İstenen İş |
Verilen metnin "E. 2019/10 K." sözcüklerinden başlayıp "dava konusu yapılmıştır." sözcükleri de dahil olmak üzere oraya kadar uzanan bölümünü kelimesi kelimesine aynen yazın.

==== Verilen Metin ====

E. 2019/10 K. 2019/855 T. 23.10.2019
TEMYİZEDEN(DAVALI): İstanbul Vergi Dairesi Başkanlığı - İSTANBUL
(Kadıköy Vergi Dairesi Müdürlüğü)
VEKİLİ: Av. K1 - (Aynı yerde)
KARŞITARAF(DAVACI): F1 Sigorta Ekspertiz Hizmetleri Limited Şirketi
İSTEMİN KONUSU : İstanbul 9. Vergi Mahkemesinin, 28/09/2018 tarih ve E:2018/1526, K:2018/2797sayılı ısrar kararının temyizen incelenerek bozulması istenilmektedir.
YARGILAMA SÜRECİ :
Dava konusu istem:Davacı adına, sahte fatura kullandığından bahisle sevk edildiği takdir komisyonunca verilen kararlara istinaden 2009 yılının Nisan, Mayıs, Temmuz ve Kasım dönemlerine ilişkin olarak re’sen tarh edilen katma değer vergileri ile bir kat kesilen vergi ziyaı cezaları dava konusu yapılmıştır.
İstanbul 9.Vergi Mahkemesinin, 04/11/2015 tarih ve E:2015/1469, K:2015/2261 sayılı kararı:
Takdir komisyonlarının görevi, 213 sayılı Vergi Usul Kanunu uyarınca yetkili makamlar tarafından istenilen matrah ve servet takdirlerini yapmak ve vergi kanunlarında yazılı fiat, ücret veya sair matrah ve kıymetleri takdir etmektir.
3065 sayılı Kanun'da öngörülen indirim mekanizması ise vergilendirme tekniği açısından matrah takdirinden farklı bir müessese olup mükelleflerin gerek sahte fatura kullanmaları gerekse defter ve belgelerini ibraz etmemeleri gibi durumlarda matrah takdirini gerektiren bir husus bulunmadığından bu tür fiillerin 3065 sayılı Katma Değer Vergisi Kanunu'nun 29. ve 34. maddelerinde düzenlenen indirim mekanizması içinde değerlendirilmesi suretiyle katma değer vergisi indirimleri yönünden yapılacak bir vergi incelemesi ile sonuca bağlanması gerekmektedir.

==== Satır Listesi ====

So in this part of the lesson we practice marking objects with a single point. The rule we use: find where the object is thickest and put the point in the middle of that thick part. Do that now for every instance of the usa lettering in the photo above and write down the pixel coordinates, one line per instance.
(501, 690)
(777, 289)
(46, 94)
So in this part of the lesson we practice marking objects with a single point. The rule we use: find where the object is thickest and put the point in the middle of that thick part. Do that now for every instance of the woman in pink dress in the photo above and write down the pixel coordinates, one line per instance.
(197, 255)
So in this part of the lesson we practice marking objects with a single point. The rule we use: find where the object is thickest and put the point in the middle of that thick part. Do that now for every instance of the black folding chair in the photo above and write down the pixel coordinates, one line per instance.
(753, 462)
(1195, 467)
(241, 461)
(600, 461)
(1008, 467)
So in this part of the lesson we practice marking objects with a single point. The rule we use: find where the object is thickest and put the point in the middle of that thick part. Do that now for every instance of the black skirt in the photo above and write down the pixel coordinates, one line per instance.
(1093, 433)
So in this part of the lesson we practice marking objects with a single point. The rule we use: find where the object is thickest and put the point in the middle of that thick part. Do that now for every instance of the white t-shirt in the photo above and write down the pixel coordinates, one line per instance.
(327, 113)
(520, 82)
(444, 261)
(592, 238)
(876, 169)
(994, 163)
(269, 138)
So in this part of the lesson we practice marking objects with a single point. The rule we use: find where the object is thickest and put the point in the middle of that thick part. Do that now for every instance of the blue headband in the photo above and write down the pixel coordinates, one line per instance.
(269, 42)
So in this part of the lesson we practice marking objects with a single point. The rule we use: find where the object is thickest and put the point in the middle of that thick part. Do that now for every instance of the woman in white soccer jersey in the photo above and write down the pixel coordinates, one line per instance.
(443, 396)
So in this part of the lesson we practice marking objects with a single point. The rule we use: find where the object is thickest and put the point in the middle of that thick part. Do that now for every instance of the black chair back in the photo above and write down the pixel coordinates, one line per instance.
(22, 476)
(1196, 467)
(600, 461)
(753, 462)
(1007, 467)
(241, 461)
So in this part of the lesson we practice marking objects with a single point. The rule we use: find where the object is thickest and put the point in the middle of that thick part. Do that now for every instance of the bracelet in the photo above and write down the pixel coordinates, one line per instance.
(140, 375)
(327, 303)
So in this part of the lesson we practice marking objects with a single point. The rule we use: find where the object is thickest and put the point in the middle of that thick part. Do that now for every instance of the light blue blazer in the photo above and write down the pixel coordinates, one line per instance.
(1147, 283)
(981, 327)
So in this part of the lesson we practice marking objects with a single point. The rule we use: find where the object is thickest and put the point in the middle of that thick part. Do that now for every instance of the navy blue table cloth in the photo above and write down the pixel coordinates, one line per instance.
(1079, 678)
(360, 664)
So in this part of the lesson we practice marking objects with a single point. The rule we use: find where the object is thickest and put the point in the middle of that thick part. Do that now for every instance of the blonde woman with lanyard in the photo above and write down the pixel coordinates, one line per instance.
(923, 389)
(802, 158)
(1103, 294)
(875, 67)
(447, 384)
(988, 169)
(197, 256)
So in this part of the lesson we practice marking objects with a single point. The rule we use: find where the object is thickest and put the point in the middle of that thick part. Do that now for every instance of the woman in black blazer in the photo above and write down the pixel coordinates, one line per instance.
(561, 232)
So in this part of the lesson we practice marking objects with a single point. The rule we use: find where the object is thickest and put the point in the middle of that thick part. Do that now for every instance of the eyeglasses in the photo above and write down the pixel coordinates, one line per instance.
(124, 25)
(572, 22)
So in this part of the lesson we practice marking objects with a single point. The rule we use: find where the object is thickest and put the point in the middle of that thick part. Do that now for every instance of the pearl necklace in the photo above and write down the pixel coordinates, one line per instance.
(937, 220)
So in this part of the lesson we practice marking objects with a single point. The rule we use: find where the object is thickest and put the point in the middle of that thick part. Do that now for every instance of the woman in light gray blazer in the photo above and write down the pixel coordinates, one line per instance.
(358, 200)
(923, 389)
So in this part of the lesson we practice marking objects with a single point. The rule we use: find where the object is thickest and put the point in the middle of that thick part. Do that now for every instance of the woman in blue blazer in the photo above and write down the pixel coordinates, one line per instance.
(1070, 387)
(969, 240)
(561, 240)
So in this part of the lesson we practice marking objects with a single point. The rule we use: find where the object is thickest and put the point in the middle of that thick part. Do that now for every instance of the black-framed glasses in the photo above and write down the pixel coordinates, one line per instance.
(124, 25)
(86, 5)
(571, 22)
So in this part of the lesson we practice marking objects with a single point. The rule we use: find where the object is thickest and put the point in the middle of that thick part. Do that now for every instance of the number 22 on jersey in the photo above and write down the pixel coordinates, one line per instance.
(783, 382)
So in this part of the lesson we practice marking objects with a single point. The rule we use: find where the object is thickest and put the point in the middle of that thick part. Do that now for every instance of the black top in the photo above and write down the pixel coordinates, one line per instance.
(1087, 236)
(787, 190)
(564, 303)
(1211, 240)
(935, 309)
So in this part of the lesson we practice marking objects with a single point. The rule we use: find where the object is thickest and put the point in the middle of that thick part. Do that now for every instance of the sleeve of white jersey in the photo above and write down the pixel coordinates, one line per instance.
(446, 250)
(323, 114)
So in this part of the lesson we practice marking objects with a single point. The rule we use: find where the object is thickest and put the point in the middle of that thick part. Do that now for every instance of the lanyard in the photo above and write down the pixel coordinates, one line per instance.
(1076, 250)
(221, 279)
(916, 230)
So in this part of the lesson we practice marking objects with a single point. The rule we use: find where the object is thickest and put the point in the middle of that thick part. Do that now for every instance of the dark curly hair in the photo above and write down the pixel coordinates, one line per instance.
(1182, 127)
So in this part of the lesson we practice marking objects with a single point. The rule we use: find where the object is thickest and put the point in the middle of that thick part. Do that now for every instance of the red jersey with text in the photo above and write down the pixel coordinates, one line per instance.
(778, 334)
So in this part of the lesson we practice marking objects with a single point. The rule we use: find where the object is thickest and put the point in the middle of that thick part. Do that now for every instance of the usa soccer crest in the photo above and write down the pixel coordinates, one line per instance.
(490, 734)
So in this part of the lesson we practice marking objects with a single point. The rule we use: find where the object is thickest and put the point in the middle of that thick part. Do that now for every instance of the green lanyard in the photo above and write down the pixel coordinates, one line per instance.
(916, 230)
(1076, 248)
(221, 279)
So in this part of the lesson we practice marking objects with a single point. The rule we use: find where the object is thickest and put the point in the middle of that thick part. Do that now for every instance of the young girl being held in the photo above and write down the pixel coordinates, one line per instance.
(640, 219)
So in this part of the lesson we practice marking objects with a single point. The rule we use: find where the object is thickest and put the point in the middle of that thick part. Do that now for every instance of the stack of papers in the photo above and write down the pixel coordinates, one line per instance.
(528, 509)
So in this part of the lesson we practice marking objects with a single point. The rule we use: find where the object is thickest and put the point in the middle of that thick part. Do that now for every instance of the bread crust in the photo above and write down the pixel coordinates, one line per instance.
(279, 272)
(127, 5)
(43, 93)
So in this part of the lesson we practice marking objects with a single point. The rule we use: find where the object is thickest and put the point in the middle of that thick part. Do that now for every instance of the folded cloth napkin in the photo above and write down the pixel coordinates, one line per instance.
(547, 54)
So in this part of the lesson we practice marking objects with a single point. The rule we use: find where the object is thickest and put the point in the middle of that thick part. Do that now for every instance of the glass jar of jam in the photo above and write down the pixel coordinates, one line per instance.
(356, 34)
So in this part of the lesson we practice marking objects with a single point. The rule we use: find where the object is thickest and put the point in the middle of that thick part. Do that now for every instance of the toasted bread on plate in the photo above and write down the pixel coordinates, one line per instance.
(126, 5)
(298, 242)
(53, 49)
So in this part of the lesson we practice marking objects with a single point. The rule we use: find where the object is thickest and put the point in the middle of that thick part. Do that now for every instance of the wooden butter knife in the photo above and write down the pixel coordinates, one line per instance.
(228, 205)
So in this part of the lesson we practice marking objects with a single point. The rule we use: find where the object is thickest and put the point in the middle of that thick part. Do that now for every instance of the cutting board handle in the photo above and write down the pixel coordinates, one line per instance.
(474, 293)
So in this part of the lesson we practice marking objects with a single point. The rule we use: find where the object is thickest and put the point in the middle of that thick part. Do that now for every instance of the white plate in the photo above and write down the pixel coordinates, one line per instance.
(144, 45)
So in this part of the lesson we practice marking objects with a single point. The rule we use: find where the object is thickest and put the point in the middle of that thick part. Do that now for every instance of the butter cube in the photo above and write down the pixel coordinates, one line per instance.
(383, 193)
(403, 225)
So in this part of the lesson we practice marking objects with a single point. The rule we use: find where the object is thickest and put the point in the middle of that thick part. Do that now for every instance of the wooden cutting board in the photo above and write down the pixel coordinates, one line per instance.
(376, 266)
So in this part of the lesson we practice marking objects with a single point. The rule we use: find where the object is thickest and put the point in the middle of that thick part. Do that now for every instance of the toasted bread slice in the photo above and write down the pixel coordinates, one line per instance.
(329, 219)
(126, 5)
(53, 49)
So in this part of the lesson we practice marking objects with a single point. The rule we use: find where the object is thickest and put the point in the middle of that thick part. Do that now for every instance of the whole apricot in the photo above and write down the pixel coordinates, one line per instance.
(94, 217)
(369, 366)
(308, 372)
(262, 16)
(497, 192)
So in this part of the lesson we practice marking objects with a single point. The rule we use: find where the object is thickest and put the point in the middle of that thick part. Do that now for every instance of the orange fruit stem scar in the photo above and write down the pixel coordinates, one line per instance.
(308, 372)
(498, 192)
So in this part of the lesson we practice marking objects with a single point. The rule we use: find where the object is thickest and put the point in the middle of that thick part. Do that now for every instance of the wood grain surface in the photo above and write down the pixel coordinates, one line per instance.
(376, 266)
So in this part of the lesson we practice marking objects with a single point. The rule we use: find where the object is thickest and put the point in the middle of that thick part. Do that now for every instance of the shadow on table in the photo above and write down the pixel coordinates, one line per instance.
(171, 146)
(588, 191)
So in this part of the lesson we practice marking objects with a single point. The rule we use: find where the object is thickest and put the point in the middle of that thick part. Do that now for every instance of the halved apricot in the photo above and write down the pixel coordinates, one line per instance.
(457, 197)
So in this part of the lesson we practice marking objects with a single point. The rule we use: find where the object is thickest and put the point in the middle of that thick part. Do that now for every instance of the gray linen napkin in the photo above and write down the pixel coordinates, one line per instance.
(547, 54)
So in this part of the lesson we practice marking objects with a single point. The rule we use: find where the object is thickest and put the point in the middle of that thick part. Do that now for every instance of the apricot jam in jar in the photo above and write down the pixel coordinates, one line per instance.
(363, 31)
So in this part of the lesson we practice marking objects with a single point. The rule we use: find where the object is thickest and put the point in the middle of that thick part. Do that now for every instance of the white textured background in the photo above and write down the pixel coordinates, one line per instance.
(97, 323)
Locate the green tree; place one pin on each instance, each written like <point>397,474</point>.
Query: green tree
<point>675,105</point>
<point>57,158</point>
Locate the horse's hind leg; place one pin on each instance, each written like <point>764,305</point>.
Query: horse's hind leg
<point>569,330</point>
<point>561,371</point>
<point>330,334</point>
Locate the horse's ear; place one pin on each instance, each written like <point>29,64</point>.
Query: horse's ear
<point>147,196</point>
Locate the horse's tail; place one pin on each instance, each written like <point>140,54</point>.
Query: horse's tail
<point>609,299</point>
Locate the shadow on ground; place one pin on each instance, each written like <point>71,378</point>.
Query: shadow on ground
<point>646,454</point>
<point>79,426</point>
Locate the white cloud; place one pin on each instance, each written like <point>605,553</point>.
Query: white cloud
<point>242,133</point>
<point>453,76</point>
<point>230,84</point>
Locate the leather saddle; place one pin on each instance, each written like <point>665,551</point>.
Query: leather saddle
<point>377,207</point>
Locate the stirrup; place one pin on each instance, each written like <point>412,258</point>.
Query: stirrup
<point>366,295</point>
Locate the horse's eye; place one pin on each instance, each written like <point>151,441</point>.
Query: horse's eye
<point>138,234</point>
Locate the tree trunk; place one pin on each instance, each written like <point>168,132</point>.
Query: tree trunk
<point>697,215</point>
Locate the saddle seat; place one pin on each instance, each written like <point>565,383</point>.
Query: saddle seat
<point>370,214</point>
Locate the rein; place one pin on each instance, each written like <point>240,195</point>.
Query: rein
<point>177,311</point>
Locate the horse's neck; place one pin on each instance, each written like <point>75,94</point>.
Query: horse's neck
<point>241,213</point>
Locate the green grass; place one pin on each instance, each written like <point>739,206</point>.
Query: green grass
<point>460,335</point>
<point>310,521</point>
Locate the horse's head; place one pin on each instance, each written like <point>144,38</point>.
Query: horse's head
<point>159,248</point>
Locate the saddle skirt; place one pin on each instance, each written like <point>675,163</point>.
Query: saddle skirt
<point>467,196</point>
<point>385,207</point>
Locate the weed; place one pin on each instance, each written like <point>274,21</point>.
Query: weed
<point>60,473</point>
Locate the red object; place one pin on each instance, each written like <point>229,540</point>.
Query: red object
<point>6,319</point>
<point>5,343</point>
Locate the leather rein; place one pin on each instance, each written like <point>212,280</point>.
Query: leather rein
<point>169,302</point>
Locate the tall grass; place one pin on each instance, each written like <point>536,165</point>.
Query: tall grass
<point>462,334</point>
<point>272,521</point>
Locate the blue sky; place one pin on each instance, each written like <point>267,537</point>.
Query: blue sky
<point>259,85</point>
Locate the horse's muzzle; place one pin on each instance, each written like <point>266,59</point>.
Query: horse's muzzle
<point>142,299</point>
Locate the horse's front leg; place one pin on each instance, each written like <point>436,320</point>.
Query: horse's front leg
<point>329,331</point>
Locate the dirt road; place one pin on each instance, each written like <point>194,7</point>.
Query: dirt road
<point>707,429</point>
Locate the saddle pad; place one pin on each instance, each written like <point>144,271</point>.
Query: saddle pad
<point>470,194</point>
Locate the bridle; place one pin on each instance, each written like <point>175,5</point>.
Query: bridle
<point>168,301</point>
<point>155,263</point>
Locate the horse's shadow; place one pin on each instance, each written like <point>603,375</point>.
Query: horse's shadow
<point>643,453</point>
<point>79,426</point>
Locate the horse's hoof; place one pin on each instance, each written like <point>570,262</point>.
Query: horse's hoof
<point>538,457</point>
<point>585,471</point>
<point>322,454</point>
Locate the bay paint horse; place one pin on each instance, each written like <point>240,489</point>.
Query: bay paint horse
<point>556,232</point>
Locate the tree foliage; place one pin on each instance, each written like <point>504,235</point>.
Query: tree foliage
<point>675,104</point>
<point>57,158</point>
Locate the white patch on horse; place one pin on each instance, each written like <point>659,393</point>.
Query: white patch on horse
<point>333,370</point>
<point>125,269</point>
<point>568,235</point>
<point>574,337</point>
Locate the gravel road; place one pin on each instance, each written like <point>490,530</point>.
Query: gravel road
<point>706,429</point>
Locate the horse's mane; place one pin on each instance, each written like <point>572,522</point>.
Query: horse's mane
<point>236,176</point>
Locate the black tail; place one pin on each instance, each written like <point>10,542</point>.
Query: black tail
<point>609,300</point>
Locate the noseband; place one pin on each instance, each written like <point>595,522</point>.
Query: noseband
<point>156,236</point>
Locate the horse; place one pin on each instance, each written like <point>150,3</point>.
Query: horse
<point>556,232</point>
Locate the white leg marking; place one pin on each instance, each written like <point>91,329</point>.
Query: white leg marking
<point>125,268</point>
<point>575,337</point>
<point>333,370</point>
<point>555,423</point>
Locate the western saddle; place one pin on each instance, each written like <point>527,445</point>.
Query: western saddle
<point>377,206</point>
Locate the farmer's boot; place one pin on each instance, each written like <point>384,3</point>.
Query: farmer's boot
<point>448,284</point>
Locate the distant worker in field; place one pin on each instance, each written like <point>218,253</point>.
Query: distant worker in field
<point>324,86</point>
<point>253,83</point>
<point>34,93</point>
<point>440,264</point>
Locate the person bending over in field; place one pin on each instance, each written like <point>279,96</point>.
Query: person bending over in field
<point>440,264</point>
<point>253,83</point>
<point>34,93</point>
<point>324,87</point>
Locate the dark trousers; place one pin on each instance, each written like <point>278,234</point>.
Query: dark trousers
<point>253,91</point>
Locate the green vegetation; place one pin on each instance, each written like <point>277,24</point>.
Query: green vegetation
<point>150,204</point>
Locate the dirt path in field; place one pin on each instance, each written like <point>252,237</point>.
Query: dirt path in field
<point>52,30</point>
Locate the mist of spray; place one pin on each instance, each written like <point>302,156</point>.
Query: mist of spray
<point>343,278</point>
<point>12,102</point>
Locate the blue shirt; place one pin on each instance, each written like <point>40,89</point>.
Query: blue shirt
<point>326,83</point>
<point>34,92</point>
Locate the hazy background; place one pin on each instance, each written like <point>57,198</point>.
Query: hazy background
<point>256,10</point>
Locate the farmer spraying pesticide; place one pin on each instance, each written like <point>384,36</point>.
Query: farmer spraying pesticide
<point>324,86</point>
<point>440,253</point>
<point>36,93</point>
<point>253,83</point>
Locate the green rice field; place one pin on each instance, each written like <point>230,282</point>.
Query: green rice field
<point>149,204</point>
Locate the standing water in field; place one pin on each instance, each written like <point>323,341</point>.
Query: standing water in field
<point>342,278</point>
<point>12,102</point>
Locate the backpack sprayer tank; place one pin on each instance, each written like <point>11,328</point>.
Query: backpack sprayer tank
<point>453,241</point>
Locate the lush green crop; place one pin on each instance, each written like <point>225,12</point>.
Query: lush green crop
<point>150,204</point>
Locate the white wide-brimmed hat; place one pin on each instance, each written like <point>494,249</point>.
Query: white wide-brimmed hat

====

Alıştırma Sonucu |
E. 2019/10 K. 2019/855 T. 23.10.2019
TEMYİZEDEN(DAVALI): İstanbul Vergi Dairesi Başkanlığı - İSTANBUL
(Kadıköy Vergi Dairesi Müdürlüğü)
VEKİLİ: Av. K1 - (Aynı yerde)
KARŞITARAF(DAVACI): F1 Sigorta Ekspertiz Hizmetleri Limited Şirketi
İSTEMİN KONUSU : İstanbul 9. Vergi Mahkemesinin, 28/09/2018 tarih ve E:2018/1526, K:2018/2797sayılı ısrar kararının temyizen incelenerek bozulması istenilmektedir.
YARGILAMA SÜRECİ :
Dava konusu istem:Davacı adına, sahte fatura kullandığından bahisle sevk edildiği takdir komisyonunca verilen kararlara istinaden 2009 yılının Nisan, Mayıs, Temmuz ve Kasım dönemlerine ilişkin olarak re’sen tarh edilen katma değer vergileri ile bir kat kesilen vergi ziyaı cezaları dava konusu yapılmıştır.